YOUR ASSIGNMENT :: Print exactly the lines below between the line holding "box: [526, 349, 611, 382]" and the line holding "box: [713, 46, 988, 141]", inclusive, and nothing more.

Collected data
+++

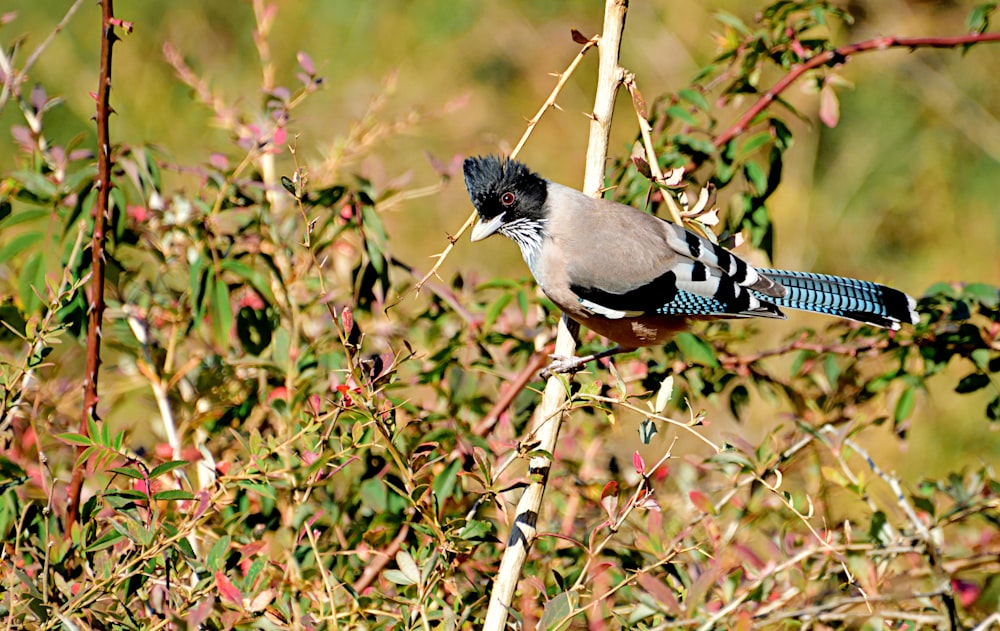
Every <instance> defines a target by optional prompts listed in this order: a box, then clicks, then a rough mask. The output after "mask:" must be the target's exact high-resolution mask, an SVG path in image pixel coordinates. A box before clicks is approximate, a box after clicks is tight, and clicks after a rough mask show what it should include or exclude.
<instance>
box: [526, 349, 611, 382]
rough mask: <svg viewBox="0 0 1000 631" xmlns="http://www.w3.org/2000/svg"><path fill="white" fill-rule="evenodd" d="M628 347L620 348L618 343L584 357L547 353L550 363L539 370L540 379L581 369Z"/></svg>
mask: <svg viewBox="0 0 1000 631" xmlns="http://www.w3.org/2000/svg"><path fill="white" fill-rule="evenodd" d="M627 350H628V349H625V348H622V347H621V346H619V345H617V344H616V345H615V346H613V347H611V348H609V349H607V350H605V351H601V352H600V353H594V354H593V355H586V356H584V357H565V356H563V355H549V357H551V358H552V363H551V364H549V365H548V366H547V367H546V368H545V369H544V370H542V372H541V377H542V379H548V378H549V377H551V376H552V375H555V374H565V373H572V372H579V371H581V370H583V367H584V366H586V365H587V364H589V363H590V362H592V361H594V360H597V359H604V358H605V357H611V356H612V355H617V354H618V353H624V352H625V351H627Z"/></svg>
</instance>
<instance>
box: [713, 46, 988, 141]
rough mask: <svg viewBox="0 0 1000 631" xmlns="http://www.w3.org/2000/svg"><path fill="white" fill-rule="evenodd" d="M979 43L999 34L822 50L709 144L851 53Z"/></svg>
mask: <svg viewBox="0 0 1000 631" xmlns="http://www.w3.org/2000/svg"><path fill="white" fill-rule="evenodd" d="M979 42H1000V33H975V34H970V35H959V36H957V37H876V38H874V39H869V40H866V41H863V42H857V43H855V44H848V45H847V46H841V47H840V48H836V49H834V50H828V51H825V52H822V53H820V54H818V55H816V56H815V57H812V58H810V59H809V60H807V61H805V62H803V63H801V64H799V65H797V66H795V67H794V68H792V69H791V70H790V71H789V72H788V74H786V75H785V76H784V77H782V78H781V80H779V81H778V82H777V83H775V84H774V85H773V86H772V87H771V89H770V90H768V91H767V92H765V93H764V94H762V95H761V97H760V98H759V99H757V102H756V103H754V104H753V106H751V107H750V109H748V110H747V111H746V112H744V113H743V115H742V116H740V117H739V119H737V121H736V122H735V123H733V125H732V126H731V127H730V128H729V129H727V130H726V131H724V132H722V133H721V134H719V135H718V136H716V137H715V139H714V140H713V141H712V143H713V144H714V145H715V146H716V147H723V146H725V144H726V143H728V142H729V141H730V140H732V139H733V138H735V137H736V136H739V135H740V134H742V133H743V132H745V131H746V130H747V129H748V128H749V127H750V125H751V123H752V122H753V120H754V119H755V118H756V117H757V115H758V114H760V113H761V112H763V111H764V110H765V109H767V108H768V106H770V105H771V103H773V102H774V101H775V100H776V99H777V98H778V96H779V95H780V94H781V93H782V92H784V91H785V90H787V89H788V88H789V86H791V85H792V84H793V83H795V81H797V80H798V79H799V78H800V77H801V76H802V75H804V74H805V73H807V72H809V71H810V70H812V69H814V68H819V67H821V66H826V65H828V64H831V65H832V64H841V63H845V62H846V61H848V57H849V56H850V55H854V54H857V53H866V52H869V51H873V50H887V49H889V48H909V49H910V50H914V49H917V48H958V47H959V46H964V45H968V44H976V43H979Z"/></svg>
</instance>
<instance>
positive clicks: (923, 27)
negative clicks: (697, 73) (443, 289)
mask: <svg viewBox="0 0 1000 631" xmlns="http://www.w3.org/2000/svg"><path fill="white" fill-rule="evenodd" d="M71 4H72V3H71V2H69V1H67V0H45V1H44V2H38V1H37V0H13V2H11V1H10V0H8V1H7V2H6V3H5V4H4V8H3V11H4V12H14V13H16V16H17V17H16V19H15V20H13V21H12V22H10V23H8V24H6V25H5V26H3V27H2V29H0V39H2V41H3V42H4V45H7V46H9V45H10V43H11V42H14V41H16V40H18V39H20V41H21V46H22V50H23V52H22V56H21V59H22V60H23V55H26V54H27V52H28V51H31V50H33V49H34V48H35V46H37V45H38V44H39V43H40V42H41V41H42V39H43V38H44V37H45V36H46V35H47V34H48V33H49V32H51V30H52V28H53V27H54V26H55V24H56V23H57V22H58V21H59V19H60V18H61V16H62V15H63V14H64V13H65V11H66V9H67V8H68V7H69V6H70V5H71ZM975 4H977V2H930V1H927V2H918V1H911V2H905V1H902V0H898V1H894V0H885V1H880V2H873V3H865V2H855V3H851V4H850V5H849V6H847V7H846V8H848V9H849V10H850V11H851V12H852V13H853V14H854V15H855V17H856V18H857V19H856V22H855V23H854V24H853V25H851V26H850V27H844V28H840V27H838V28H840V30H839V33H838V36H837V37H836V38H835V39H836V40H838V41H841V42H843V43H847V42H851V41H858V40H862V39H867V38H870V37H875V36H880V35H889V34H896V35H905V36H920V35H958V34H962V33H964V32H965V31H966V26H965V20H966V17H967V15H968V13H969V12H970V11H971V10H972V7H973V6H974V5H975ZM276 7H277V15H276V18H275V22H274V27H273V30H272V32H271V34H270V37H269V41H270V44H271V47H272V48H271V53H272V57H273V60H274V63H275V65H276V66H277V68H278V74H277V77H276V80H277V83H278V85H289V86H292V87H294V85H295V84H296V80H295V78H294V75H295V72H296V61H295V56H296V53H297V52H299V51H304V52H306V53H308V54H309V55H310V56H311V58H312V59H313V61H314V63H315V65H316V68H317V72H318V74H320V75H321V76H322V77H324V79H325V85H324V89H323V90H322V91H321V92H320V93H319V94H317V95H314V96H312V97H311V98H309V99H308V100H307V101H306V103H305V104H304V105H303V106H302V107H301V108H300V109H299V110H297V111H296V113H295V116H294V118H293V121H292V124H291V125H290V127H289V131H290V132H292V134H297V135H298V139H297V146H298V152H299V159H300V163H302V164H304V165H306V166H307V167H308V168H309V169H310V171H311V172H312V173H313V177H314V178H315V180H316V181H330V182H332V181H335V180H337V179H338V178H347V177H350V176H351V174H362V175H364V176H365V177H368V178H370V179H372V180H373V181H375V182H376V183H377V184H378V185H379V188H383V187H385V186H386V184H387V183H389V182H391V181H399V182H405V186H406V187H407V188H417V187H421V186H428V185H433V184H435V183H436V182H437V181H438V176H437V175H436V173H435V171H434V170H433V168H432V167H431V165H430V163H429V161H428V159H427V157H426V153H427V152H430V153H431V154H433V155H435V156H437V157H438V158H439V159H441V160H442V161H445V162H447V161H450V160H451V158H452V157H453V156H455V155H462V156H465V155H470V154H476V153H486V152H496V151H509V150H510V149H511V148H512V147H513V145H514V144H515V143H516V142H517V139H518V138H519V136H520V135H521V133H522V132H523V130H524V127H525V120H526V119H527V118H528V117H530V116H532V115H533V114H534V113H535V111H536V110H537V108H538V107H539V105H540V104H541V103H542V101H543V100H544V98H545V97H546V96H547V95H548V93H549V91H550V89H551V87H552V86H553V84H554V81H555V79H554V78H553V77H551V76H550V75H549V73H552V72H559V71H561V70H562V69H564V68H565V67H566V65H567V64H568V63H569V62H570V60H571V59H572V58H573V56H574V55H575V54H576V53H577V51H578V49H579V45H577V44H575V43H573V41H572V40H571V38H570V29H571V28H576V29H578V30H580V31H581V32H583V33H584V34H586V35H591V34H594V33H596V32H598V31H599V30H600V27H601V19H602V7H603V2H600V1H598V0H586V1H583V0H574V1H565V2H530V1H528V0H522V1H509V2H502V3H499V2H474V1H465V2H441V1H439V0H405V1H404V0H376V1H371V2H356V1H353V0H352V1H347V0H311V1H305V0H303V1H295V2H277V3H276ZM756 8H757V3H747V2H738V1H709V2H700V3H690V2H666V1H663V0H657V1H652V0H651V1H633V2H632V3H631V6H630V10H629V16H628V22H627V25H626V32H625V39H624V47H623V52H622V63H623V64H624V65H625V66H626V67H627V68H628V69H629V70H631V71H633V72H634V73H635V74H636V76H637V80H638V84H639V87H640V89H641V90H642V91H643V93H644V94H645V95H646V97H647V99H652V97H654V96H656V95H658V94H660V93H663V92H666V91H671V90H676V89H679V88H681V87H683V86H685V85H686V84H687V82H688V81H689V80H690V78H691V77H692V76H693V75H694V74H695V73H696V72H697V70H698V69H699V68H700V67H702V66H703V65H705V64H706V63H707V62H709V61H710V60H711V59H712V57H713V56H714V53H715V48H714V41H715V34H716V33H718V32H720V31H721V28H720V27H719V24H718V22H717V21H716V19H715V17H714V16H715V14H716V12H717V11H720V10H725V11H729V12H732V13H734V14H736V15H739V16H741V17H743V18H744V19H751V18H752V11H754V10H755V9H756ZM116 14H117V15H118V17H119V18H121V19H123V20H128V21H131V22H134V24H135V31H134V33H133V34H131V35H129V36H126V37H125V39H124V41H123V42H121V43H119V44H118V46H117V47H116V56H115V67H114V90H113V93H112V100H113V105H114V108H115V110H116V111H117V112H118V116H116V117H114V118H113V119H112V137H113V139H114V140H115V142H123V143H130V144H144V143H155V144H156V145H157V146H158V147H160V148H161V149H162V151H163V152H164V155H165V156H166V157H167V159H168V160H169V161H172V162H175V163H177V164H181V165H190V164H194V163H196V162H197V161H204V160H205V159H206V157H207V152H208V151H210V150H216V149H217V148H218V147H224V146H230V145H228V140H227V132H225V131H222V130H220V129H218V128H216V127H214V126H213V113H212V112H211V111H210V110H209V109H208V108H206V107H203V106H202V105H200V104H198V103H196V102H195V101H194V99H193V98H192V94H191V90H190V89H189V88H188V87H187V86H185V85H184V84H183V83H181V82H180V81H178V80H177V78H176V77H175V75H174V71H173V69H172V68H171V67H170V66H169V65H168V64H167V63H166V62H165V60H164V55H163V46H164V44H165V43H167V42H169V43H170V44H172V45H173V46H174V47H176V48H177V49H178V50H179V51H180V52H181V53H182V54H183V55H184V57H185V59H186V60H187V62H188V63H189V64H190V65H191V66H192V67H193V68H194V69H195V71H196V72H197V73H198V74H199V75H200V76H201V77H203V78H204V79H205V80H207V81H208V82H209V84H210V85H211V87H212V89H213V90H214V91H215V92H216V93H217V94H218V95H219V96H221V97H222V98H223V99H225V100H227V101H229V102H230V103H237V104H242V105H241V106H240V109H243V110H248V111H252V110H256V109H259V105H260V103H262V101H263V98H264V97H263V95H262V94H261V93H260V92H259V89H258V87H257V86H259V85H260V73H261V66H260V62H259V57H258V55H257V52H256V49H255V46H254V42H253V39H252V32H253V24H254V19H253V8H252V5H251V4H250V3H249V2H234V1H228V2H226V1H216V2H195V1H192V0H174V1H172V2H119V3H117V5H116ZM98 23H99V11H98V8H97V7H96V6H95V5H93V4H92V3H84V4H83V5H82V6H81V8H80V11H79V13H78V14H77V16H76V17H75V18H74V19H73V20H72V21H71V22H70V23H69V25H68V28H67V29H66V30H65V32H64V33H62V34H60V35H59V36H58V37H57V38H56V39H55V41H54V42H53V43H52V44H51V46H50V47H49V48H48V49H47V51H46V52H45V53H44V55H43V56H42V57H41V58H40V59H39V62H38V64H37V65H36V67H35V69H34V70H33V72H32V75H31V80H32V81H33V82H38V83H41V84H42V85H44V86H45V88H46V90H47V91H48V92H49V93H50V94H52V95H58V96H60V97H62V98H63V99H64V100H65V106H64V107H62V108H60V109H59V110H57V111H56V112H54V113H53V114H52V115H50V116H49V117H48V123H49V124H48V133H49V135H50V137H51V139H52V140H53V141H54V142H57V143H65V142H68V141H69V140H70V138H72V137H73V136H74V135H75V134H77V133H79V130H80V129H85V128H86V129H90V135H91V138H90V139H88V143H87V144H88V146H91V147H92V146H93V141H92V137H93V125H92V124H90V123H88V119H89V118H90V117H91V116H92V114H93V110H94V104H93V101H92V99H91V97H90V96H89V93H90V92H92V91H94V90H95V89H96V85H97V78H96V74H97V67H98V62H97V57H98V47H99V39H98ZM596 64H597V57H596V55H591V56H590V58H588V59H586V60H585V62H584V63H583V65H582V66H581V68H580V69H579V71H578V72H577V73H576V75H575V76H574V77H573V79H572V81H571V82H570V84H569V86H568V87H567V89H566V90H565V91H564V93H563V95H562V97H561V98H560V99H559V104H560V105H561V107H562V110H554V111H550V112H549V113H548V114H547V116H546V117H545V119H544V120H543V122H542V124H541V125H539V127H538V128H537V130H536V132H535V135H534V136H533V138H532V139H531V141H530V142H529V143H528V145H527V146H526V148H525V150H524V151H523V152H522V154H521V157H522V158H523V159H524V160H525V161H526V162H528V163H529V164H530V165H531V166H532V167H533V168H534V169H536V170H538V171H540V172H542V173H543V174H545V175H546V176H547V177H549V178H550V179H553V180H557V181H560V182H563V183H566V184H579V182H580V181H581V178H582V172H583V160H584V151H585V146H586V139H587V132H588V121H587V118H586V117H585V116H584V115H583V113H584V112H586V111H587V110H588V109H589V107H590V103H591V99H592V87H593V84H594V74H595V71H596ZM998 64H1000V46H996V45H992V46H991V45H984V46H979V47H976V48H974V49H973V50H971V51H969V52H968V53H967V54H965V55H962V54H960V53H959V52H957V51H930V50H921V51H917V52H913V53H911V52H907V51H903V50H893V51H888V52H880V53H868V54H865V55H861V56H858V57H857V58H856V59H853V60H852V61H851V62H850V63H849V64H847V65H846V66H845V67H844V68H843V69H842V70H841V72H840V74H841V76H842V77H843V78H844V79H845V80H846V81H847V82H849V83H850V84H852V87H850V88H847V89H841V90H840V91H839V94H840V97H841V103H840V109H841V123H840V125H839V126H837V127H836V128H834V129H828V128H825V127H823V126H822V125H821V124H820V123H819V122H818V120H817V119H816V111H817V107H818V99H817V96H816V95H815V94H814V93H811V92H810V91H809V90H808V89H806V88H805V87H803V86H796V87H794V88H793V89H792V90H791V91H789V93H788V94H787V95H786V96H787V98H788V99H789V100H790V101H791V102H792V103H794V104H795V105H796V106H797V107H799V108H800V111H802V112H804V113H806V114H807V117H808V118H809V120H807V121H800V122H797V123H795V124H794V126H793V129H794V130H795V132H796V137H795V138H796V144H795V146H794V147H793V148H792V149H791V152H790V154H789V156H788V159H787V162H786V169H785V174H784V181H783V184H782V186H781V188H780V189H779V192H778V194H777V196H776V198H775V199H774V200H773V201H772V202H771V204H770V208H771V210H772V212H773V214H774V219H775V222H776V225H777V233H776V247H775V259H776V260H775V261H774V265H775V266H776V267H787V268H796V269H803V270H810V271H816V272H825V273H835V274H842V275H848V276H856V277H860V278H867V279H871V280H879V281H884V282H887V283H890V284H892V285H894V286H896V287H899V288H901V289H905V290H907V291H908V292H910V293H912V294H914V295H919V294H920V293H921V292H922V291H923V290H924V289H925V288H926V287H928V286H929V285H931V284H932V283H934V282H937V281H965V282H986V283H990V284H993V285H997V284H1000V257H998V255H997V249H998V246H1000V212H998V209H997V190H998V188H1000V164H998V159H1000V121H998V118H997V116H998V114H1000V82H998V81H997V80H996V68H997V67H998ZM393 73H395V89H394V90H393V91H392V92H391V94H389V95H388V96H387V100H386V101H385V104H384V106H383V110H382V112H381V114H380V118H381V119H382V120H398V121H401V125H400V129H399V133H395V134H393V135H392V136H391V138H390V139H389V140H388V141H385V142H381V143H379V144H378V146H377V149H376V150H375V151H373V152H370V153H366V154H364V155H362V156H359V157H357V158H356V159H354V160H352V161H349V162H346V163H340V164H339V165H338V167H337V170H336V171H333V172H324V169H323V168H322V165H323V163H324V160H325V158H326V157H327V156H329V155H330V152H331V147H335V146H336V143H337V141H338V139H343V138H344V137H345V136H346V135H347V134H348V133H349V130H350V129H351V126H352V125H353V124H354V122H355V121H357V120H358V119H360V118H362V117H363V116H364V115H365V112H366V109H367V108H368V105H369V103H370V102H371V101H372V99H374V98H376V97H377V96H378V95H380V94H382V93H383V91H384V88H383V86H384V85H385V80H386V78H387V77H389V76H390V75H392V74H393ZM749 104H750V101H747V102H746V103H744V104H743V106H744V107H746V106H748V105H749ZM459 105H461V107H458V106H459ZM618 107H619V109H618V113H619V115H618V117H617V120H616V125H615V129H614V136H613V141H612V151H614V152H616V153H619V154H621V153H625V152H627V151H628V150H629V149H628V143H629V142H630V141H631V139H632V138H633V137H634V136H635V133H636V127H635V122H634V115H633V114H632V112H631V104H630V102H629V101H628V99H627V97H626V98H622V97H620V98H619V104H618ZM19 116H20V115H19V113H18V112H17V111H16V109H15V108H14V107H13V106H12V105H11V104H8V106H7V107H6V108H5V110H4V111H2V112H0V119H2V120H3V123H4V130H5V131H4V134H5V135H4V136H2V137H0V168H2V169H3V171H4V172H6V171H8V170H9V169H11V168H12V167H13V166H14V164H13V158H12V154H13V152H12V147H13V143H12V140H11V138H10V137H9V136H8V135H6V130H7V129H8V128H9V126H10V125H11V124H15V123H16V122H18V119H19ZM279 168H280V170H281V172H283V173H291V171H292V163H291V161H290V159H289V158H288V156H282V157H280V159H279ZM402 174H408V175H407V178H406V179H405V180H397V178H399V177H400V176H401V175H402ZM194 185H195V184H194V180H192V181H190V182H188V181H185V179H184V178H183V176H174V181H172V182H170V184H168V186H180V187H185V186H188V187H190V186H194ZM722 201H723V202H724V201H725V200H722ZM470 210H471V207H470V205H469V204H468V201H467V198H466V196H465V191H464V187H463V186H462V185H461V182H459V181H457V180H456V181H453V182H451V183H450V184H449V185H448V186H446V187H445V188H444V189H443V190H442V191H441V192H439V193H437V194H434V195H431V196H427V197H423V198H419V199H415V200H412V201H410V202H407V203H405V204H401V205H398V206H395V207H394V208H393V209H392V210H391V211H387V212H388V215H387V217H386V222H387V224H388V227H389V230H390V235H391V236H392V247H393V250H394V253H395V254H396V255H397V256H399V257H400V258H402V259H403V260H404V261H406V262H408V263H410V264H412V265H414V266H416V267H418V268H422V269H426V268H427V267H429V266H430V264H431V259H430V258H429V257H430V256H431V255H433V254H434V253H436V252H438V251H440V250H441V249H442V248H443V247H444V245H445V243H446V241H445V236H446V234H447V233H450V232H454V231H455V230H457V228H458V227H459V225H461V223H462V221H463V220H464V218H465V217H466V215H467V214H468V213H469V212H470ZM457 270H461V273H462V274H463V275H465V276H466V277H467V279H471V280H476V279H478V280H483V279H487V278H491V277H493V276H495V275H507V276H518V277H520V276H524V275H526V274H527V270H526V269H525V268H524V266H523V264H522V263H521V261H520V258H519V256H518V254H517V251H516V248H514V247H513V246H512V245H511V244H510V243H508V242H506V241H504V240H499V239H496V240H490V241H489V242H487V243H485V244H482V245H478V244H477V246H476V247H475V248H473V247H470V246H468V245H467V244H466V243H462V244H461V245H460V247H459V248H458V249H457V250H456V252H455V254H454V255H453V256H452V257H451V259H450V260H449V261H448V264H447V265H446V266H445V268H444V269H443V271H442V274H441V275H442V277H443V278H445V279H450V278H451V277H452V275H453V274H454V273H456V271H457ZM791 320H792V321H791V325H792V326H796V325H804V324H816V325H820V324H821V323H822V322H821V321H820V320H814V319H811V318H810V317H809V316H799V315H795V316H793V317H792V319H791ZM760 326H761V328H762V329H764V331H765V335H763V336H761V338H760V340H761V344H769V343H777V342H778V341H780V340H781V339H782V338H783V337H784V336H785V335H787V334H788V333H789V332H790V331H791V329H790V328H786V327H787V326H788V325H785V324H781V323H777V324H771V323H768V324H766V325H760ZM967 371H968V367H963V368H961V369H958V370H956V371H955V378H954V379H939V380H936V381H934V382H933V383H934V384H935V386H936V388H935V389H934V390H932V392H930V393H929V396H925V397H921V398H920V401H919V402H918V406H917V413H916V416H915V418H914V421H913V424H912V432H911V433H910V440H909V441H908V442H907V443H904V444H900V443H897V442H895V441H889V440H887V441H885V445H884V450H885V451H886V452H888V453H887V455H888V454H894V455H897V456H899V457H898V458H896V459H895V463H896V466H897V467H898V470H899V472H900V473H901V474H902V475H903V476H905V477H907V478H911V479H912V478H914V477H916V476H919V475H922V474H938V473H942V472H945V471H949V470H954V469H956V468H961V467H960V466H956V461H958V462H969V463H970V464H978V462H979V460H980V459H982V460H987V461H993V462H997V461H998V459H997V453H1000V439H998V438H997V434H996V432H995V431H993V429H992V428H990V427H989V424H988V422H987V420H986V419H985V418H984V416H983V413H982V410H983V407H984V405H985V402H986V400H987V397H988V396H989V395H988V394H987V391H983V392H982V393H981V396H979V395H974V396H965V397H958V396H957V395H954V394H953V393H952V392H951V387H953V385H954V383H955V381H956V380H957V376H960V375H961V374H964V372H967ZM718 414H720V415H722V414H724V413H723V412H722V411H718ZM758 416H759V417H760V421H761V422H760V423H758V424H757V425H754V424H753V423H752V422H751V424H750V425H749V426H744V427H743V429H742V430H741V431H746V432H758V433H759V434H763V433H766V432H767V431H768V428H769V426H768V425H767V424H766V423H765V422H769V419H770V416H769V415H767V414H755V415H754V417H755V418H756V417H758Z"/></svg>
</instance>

+++

EXERCISE SOLUTION ::
box: [526, 349, 611, 382]
rough mask: <svg viewBox="0 0 1000 631" xmlns="http://www.w3.org/2000/svg"><path fill="white" fill-rule="evenodd" d="M628 347L620 348L618 343L584 357L547 353L550 363L539 370L540 379L581 369Z"/></svg>
mask: <svg viewBox="0 0 1000 631" xmlns="http://www.w3.org/2000/svg"><path fill="white" fill-rule="evenodd" d="M627 350H628V349H625V348H622V347H621V346H619V345H617V344H616V345H615V346H613V347H611V348H609V349H607V350H605V351H601V352H600V353H594V354H593V355H586V356H584V357H565V356H563V355H549V357H551V358H552V363H551V364H549V365H548V366H547V367H546V368H545V369H544V370H542V372H541V377H542V379H548V378H549V377H551V376H552V375H555V374H565V373H572V372H579V371H581V370H583V367H584V366H586V365H587V364H589V363H590V362H592V361H594V360H597V359H604V358H605V357H611V356H612V355H617V354H618V353H624V352H625V351H627Z"/></svg>
</instance>
<instance>
box: [713, 46, 988, 141]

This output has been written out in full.